[Source excerpt]
+ + + + +
# Does FA have an Developer API



## tht7 (Feb 16, 2017)

Hi I'm a mobile developer (for both android and ios) and to show my support to the site and the community I thought I could make an app for FA


----------



## jayhusky (Feb 16, 2017)

At the current time FA does not have any form of API to connect to.
Also given FA hosts mature and adult content, it would render the app inadmissible to almost all app stores, unless the app was locked to general only content.


----------



## tht7 (Feb 16, 2017)

that's a shame cause even if locked only to general FA is AWEOMSE and I would pay for that app (or just make it if FA had an API)


----------



## katalistik (Feb 16, 2017)

tht7 said:


> Hi I'm a mobile developer (for both android and ios) and to show my support to the site and the community I thought I could make an app for FA



That sounds so nice.I am not a developer nor the skilled guy but we would really need an app.I mean,most of us(me included)use phones all the day and using Goolge Chrome is so annoying and slow.

I totally sustain you.Like,having pop-ups and notifications whenever someone replied/liked/quotes you etc.


----------



## MrFranco (Feb 16, 2017)

It would be great. Sometimes my browser messes up the comments I want to post, and I don't wanna change it...


----------



## PlusThirtyOne (Feb 16, 2017)

jayhusky said:


> Also given FA hosts mature and adult content, _it would render the app inadmissible to almost all app stores_, unless the app was locked to general only content.


Wait. isn't there a Pornhub app for both Android AND Apple????
i've never thought to look for (or use) it but a quick Google search suggests that there is.
+ + + + +
[Supplied data]
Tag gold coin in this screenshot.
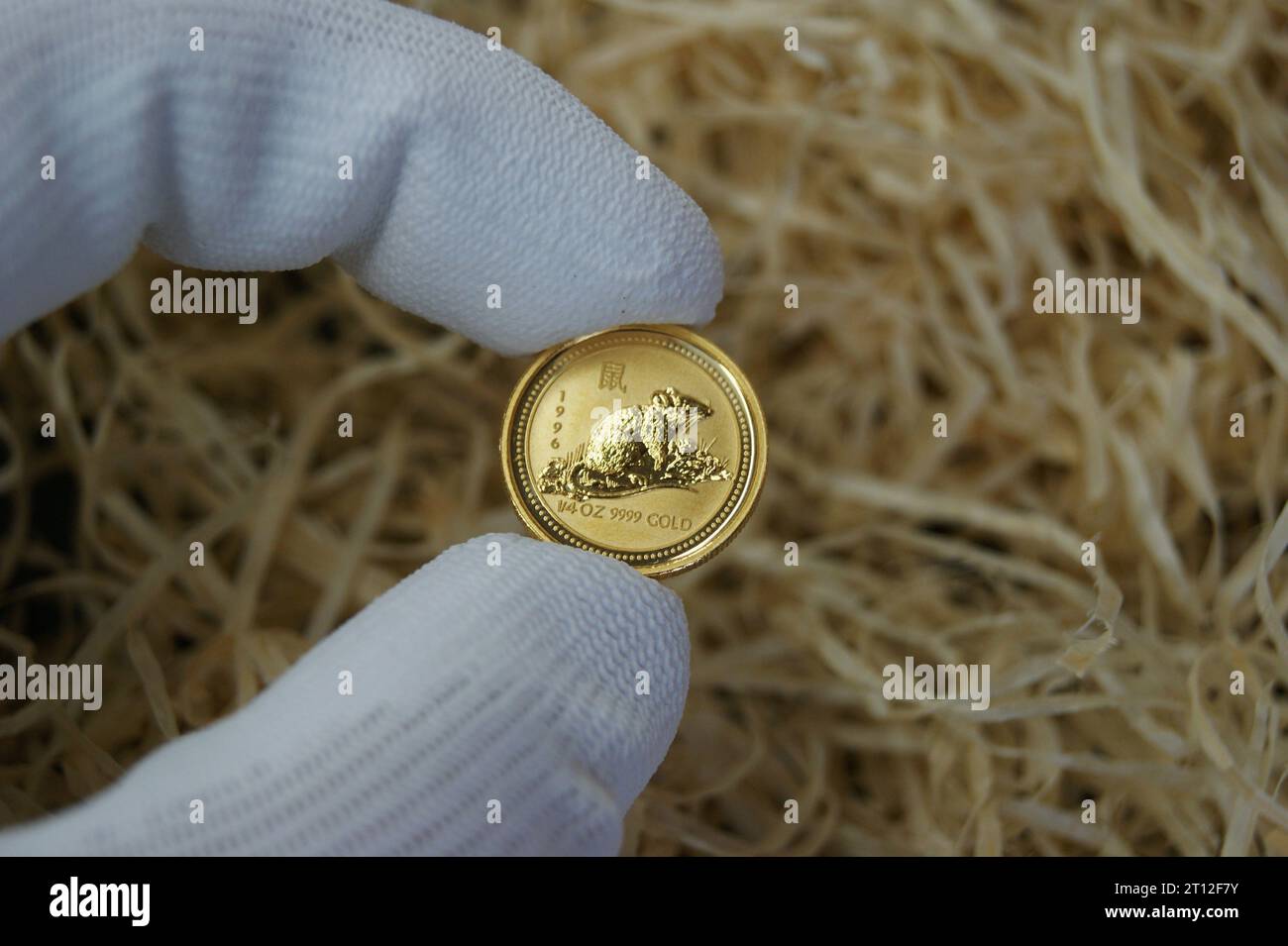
[501,326,765,576]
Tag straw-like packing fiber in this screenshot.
[0,0,1288,855]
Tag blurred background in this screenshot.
[0,0,1288,855]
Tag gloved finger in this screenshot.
[0,0,724,354]
[0,536,690,855]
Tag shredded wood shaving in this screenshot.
[0,0,1288,855]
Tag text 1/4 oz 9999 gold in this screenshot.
[501,326,765,576]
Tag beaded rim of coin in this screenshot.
[499,324,767,578]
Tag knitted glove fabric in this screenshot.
[0,0,722,855]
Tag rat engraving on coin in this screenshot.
[501,326,765,576]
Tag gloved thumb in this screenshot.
[0,536,690,856]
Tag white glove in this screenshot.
[0,0,722,855]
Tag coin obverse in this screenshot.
[501,326,765,576]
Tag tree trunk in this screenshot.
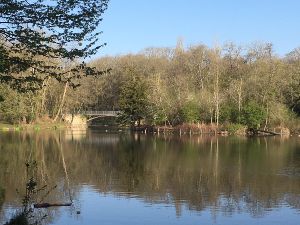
[53,81,69,122]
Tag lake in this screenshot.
[0,130,300,225]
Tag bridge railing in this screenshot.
[80,110,121,116]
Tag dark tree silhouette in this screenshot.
[0,0,109,90]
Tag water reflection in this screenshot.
[0,131,300,224]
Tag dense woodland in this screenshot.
[0,41,300,130]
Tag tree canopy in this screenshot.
[0,0,109,89]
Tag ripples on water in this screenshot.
[0,131,300,225]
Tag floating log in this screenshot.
[256,130,281,135]
[33,203,72,209]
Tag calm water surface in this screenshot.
[0,130,300,225]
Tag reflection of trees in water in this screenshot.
[0,133,300,220]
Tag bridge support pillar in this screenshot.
[63,114,87,128]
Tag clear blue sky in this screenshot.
[97,0,300,56]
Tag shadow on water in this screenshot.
[0,131,300,223]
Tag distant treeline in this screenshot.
[0,42,300,132]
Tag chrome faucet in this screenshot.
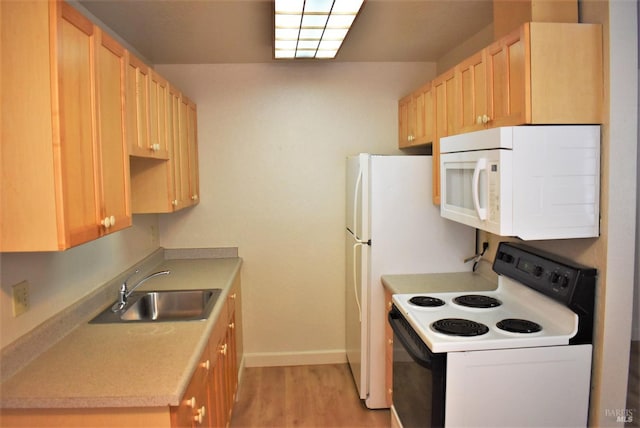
[111,269,171,312]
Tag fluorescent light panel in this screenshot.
[274,0,364,59]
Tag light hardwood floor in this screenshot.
[230,364,390,428]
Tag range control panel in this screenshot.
[493,242,598,344]
[493,242,597,306]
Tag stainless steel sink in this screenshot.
[90,288,222,324]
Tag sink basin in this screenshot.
[90,288,222,323]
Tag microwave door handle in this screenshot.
[352,242,364,322]
[471,158,487,220]
[353,166,362,239]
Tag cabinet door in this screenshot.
[486,26,531,127]
[170,346,212,428]
[177,96,191,207]
[126,53,153,157]
[412,82,434,145]
[149,70,169,159]
[398,94,415,148]
[57,3,101,248]
[187,101,200,205]
[455,50,490,133]
[431,69,456,204]
[96,30,131,233]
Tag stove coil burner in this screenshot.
[431,318,489,337]
[496,318,542,333]
[409,296,444,308]
[453,294,502,309]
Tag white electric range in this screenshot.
[389,242,596,427]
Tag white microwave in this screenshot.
[440,125,600,240]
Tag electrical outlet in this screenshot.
[12,280,29,317]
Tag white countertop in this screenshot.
[0,257,242,408]
[382,272,498,294]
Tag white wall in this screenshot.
[156,62,435,364]
[0,215,158,348]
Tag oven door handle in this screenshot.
[389,308,432,370]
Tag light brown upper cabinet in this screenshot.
[486,22,603,127]
[398,82,434,148]
[96,28,131,239]
[131,84,200,213]
[0,1,131,252]
[398,22,604,204]
[187,99,200,205]
[126,52,169,159]
[149,70,169,159]
[455,23,603,134]
[454,50,489,133]
[431,69,457,204]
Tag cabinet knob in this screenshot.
[185,397,196,409]
[200,360,211,371]
[100,216,116,229]
[193,406,207,424]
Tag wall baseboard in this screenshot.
[244,350,347,367]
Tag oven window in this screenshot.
[445,163,487,211]
[389,306,446,428]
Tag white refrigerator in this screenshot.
[345,154,475,409]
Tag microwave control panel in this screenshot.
[488,162,500,223]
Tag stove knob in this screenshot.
[533,265,544,277]
[498,252,513,263]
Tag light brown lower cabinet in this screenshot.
[0,276,242,428]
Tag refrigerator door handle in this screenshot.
[353,242,365,322]
[353,166,362,242]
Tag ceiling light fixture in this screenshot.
[274,0,364,59]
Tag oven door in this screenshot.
[440,149,513,236]
[389,306,447,428]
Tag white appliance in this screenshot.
[440,125,600,240]
[346,154,475,409]
[389,242,597,428]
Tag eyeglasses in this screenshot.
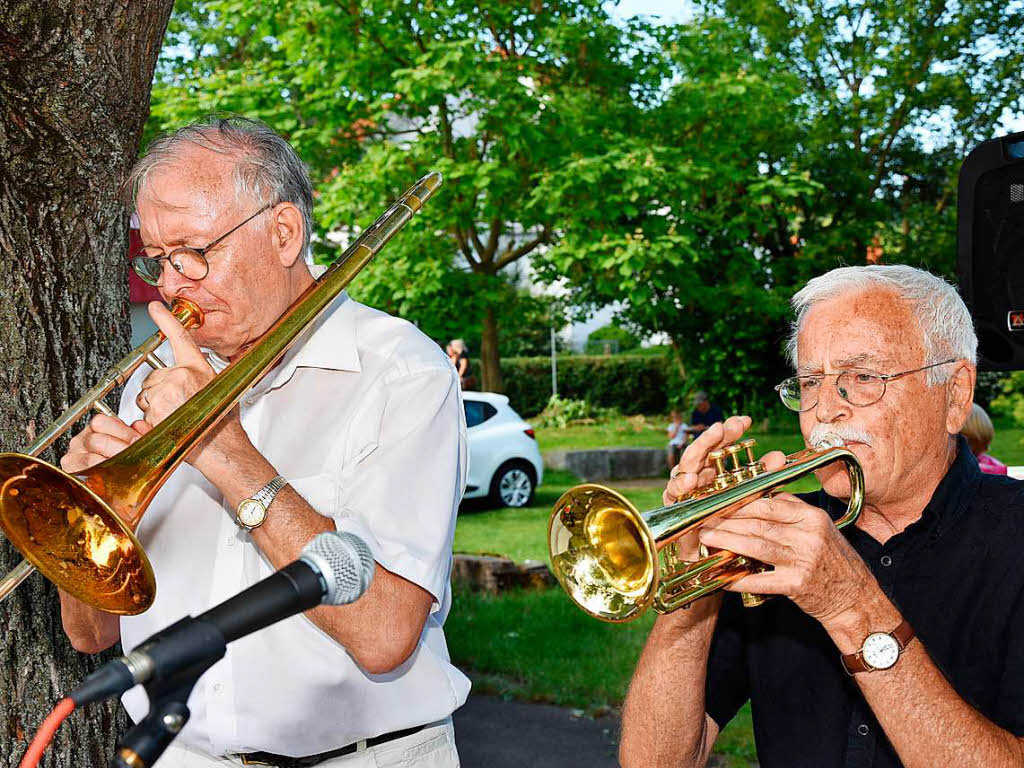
[775,357,956,413]
[131,204,273,286]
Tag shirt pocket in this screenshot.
[289,474,340,518]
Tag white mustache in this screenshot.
[808,424,873,449]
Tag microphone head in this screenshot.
[299,530,377,605]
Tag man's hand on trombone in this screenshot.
[132,301,255,481]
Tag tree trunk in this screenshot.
[480,305,505,392]
[0,0,173,768]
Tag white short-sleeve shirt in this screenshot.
[120,294,469,756]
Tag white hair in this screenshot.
[785,264,978,385]
[125,116,313,253]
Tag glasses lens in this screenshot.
[778,377,803,411]
[131,256,163,286]
[836,371,886,406]
[167,248,210,280]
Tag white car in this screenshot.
[462,392,544,507]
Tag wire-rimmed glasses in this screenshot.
[131,204,273,286]
[775,357,956,413]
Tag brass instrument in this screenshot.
[548,439,864,622]
[0,172,441,614]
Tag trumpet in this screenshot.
[548,439,864,623]
[0,172,441,614]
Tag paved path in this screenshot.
[455,695,618,768]
[455,694,741,768]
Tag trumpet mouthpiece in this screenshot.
[813,432,846,451]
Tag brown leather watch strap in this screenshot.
[840,618,913,675]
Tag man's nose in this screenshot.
[157,260,197,300]
[814,376,853,424]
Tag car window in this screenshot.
[463,400,498,427]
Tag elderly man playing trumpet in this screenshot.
[61,119,469,768]
[621,266,1024,768]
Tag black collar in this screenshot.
[811,435,981,547]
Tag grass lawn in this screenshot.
[444,418,1024,768]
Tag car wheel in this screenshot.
[490,462,537,507]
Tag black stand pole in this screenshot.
[110,644,224,768]
[111,701,189,768]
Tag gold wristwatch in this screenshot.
[234,475,288,530]
[842,618,913,675]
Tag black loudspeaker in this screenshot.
[956,133,1024,371]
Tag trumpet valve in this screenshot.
[739,437,767,477]
[708,450,735,490]
[725,440,754,482]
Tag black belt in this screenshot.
[239,723,433,768]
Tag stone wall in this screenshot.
[544,449,668,482]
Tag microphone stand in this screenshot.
[110,617,226,768]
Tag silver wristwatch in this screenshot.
[234,475,288,530]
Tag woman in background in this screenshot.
[961,402,1007,475]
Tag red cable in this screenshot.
[17,698,75,768]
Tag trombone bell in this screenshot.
[0,454,157,614]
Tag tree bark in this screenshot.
[480,304,505,392]
[0,0,173,768]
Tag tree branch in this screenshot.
[495,227,550,270]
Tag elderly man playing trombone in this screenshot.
[621,266,1024,768]
[55,119,469,768]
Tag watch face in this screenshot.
[863,632,899,670]
[239,499,266,527]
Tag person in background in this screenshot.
[686,392,725,435]
[961,402,1007,475]
[665,410,686,470]
[449,339,476,389]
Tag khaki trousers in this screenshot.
[156,718,459,768]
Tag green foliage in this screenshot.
[534,394,622,429]
[502,354,670,416]
[587,323,640,353]
[150,0,671,383]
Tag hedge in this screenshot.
[473,354,671,416]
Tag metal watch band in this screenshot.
[234,475,288,531]
[840,618,913,676]
[252,475,288,508]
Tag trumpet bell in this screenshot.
[0,454,157,615]
[548,483,658,623]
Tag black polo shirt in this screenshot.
[707,437,1024,768]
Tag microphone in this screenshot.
[70,531,375,708]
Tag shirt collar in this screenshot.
[818,435,981,546]
[207,291,362,396]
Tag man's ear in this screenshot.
[270,203,305,267]
[946,360,978,434]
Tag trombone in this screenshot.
[0,171,441,614]
[548,439,864,623]
[0,298,203,601]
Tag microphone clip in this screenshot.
[111,616,227,768]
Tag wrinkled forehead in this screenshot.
[797,289,927,373]
[135,146,237,217]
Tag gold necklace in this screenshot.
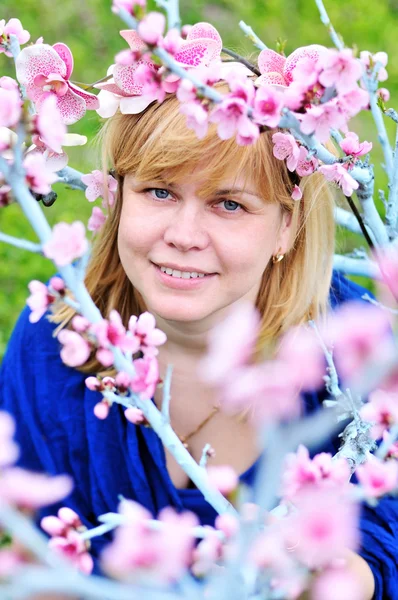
[177,406,219,450]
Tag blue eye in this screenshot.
[148,188,169,200]
[219,200,243,212]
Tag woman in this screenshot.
[0,86,398,600]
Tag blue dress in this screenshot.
[0,274,398,600]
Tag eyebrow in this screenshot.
[216,188,260,198]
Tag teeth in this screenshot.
[160,267,205,279]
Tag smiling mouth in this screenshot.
[153,263,216,279]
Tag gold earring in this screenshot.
[272,252,285,265]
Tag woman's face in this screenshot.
[118,172,290,326]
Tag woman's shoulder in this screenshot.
[329,271,373,308]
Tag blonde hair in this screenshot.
[52,84,334,372]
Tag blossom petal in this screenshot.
[258,48,286,76]
[68,81,99,110]
[119,29,146,52]
[187,22,222,60]
[15,44,66,86]
[283,44,326,84]
[53,42,73,79]
[97,90,120,119]
[256,71,287,88]
[174,38,220,67]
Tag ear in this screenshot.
[274,211,293,254]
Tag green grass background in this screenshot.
[0,0,398,357]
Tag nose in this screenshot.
[164,201,209,252]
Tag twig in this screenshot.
[222,47,261,77]
[162,365,173,423]
[315,0,344,50]
[345,196,375,250]
[333,254,381,279]
[386,127,398,240]
[239,21,268,50]
[375,424,398,460]
[308,320,344,400]
[0,231,41,254]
+ + + + +
[Exercise]
In the forum thread about a developer API for FA, what reason does jayhusky give for why an FA app would be inadmissible to almost all app stores?

[Task solution]
FA hosts mature and adult content, so the app would be inadmissible unless it were locked to general-only content.